### Task prompt
The lines to be set down run from the line containing "Put a dot on every instance of the red flag" through the final line of the data below; print them exactly and print nothing else.

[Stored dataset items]

━━━━━━━━━━━━━━━━━━━━

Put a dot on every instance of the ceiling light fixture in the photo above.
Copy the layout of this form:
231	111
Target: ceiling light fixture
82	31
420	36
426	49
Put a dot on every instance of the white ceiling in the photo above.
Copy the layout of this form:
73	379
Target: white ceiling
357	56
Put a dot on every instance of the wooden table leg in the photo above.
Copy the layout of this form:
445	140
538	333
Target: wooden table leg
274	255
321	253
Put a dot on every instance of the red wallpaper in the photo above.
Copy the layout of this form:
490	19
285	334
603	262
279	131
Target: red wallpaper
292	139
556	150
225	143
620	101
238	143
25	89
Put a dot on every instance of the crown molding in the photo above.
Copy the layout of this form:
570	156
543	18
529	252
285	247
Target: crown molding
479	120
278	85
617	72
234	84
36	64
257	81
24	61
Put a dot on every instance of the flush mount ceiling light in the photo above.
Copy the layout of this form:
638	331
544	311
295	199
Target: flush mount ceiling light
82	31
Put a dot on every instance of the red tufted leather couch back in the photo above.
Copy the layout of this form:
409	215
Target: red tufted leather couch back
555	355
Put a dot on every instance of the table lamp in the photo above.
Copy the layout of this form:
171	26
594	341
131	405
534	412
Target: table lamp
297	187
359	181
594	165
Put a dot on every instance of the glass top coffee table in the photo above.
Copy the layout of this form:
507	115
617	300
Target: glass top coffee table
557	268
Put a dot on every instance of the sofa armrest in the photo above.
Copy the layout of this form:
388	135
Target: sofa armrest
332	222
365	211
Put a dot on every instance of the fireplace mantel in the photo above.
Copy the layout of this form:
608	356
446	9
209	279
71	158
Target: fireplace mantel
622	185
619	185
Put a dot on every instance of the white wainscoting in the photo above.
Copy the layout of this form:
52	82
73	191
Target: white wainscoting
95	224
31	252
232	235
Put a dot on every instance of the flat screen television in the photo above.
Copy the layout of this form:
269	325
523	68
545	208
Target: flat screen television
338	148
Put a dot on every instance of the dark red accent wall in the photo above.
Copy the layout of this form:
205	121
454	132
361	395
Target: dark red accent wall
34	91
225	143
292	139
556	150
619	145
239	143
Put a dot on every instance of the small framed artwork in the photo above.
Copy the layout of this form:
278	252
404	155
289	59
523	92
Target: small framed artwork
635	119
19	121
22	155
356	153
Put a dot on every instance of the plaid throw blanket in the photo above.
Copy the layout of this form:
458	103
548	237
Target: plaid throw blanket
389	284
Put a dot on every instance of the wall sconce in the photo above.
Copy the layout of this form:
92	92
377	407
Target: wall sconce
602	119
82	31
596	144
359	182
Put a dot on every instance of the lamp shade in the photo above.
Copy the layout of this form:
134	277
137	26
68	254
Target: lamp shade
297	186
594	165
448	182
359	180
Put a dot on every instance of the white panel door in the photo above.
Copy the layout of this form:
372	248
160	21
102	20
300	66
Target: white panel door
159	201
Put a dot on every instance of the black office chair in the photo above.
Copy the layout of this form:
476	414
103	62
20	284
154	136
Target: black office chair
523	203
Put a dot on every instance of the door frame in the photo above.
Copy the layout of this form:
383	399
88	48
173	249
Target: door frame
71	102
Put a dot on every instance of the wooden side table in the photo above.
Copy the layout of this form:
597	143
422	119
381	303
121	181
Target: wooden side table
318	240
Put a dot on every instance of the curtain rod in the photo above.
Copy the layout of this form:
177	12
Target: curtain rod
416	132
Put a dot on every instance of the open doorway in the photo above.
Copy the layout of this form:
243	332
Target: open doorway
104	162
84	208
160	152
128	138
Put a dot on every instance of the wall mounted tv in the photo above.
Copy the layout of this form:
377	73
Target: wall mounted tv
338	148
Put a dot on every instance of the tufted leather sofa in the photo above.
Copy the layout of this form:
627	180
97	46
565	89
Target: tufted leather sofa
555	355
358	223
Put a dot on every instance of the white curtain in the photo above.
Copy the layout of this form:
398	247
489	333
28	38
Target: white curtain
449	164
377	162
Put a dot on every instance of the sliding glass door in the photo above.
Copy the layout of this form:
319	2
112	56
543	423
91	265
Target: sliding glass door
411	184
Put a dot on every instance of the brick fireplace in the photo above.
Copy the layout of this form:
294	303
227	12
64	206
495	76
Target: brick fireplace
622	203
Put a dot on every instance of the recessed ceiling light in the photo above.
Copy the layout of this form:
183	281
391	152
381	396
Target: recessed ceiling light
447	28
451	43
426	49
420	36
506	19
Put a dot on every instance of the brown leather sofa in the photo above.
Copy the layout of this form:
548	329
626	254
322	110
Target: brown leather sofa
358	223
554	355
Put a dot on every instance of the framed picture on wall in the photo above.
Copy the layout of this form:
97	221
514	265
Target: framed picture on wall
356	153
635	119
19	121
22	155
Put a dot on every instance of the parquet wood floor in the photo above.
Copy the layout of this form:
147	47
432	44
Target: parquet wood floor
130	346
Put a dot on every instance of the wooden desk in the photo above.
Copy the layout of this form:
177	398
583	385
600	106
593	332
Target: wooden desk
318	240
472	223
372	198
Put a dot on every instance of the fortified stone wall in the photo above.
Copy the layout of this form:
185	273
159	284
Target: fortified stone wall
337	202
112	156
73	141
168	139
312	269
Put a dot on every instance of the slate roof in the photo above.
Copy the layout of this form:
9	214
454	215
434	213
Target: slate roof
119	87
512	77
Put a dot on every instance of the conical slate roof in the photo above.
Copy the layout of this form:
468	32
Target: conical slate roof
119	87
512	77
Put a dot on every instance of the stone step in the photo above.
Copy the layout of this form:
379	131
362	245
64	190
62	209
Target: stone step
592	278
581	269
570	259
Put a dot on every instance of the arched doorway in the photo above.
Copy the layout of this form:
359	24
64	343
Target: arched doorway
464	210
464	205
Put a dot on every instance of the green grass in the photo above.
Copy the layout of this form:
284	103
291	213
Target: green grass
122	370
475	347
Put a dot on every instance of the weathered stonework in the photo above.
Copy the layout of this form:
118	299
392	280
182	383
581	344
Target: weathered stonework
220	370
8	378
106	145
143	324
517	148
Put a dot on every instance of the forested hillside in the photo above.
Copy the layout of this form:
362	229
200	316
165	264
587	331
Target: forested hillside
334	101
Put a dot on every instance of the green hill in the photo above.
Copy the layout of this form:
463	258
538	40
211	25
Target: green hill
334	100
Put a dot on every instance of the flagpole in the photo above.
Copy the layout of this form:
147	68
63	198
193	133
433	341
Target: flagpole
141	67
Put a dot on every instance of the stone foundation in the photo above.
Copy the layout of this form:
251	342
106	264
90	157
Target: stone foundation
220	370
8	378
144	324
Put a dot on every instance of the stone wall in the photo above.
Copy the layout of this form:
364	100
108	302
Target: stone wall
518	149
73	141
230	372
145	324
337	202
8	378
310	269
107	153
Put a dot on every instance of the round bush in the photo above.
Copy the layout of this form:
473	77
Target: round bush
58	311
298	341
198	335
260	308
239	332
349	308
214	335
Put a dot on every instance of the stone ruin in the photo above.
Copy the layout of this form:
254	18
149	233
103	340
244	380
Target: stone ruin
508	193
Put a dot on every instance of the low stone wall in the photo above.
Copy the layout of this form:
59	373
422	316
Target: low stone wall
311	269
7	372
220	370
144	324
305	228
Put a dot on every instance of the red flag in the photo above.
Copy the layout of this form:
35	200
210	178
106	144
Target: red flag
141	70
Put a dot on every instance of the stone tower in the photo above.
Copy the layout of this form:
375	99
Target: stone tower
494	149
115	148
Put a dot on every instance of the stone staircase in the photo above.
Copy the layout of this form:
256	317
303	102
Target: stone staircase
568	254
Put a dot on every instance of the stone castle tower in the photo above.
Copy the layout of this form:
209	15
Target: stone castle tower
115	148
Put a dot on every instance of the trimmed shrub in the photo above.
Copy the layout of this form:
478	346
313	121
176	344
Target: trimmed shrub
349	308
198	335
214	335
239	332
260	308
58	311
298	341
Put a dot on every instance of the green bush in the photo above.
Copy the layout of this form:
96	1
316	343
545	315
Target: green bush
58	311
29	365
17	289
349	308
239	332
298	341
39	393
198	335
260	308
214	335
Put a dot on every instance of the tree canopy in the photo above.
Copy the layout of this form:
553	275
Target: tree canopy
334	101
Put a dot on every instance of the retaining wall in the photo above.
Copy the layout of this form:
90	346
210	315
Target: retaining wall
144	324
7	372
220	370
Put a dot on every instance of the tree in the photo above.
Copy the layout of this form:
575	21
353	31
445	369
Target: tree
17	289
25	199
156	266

━━━━━━━━━━━━━━━━━━━━

### The reply
Put a dot on every instance of the red flag in the photo above.
Copy the layout of this form:
35	200
210	178
106	144
Target: red flag
141	70
Put a dot on every instance of the stone tower in the photo above.
Copy the layout of this form:
375	99
Target: stone tower
494	149
115	148
Put a dot on every instance of the stone staircase in the photo above.
Copy the layout of this form:
256	317
303	102
Target: stone staircase
568	254
Put a dot on every instance of the stone castle tower in the photo above.
Copy the layout of this form:
209	15
Target: stone castle tower
115	148
Put a dot on every instance of the trimmed shrub in the photo above.
Copy the layout of this form:
478	346
313	121
176	344
Target: trimmed shrub
349	308
198	335
214	335
239	332
260	308
58	311
298	341
Put a dot on every instance of the green bush in the photo above.
Copy the layout of this form:
96	1
316	343
545	315
Target: green bush
58	311
29	365
17	289
349	308
239	332
298	341
39	393
198	335
260	308
214	335
Put a dot on every instance of the tree canopy in the photo above.
Copy the layout of this form:
553	275
Target: tree canopy
334	101
Put a dot on every instance of the retaining wall in the photo above.
Copy the layout of this form:
90	346
210	315
Target: retaining wall
144	324
7	372
220	370
Put a dot on every instance of the tree in the photo above.
Copy the layout of this form:
575	21
353	31
445	369
Target: tree
17	289
25	199
156	266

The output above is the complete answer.